**What is asked:** Rewrite the rows below from the line that contains "Objective — for the digital" through the line that contains "Objective — for the stair", both included. Keep every text line unchanged, and multiply each coordinate in the answers by 0.4, rounding to whole numbers with halves rounded up.

**Source material:**
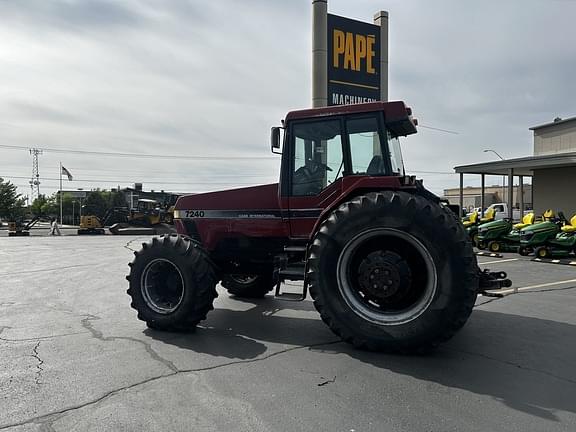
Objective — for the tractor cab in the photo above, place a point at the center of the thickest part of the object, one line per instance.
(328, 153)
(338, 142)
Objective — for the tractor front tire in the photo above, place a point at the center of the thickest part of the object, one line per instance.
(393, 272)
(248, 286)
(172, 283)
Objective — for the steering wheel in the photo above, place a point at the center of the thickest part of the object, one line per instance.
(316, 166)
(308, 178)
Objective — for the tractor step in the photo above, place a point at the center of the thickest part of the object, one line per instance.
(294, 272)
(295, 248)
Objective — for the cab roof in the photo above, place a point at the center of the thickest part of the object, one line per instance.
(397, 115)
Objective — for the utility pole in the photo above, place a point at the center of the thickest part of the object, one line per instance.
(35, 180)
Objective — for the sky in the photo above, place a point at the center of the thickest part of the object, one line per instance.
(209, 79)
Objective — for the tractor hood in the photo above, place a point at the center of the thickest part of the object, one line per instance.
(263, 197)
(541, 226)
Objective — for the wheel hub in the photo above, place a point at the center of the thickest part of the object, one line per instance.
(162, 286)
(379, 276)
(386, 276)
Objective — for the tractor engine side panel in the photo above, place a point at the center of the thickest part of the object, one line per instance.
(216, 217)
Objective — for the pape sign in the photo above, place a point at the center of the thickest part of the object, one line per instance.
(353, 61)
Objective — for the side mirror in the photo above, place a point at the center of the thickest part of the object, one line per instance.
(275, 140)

==

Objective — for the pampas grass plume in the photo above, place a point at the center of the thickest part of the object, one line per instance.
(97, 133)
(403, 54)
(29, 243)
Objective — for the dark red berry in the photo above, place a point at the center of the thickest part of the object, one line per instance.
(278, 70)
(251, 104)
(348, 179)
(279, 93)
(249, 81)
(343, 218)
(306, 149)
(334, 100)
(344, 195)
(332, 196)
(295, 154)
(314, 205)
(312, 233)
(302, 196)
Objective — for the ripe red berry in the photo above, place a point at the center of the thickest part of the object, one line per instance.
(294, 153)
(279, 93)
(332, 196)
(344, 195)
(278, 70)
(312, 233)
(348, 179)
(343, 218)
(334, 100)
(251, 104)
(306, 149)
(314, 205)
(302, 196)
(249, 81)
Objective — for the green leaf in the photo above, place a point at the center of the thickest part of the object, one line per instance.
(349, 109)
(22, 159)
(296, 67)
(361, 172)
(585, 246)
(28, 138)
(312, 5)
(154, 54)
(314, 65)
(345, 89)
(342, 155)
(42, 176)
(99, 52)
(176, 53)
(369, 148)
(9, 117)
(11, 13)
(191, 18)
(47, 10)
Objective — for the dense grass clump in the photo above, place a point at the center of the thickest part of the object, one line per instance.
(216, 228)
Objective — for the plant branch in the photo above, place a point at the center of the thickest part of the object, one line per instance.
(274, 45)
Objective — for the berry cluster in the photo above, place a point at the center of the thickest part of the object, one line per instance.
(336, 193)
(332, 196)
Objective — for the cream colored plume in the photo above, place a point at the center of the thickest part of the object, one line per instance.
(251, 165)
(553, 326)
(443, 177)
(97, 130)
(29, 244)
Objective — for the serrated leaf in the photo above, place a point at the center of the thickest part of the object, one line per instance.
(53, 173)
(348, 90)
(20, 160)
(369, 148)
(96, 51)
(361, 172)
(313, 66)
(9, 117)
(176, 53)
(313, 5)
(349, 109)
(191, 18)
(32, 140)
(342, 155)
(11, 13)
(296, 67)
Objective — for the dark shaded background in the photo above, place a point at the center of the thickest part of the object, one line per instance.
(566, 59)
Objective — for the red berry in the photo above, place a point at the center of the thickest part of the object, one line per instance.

...

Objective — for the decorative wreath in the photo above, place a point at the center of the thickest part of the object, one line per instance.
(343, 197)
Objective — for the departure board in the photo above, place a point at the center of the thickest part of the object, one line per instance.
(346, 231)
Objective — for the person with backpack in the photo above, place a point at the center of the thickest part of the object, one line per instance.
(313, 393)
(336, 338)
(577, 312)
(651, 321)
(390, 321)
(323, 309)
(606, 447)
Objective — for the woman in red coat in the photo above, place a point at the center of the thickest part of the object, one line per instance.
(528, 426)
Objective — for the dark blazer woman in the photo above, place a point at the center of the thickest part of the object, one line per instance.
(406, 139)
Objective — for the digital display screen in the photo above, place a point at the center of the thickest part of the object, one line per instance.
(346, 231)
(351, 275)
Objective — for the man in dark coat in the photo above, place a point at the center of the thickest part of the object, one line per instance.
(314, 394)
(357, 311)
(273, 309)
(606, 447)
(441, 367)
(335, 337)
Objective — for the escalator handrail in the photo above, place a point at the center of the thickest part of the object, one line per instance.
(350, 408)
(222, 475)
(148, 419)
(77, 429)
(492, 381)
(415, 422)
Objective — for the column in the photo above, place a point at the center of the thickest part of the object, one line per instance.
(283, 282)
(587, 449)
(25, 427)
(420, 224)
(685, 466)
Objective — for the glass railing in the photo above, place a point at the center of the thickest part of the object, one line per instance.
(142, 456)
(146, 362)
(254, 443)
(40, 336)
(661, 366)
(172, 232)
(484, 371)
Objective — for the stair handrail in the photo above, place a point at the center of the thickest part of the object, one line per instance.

**Response for this exercise:**
Objective — for the digital display screen in the photo above, place a point at the center of the thickest part of the object, one line per instance.
(138, 92)
(140, 110)
Objective — for the man in dark coat in the photo above, place a point at the center of the thickest part of the object, one line per instance.
(126, 158)
(143, 124)
(109, 124)
(242, 179)
(176, 147)
(134, 135)
Objective — for the escalator handrail in the photo above, place a point at the center of the thickest part of the object, one line per instance.
(140, 163)
(89, 190)
(59, 168)
(31, 172)
(197, 152)
(166, 169)
Objective — for the column in the photo above, place a point at the center of the thickest part of the object, one line per instance.
(113, 113)
(235, 180)
(10, 171)
(168, 90)
(274, 186)
Objective — for the glass railing in the photo above, place a point at the center of the thickest part of the object, one line per instance.
(57, 182)
(58, 145)
(102, 177)
(16, 134)
(264, 146)
(69, 93)
(194, 148)
Objective — for the stair handrail in the photo above, place a point at the center of the thickest part of the object, one line per instance.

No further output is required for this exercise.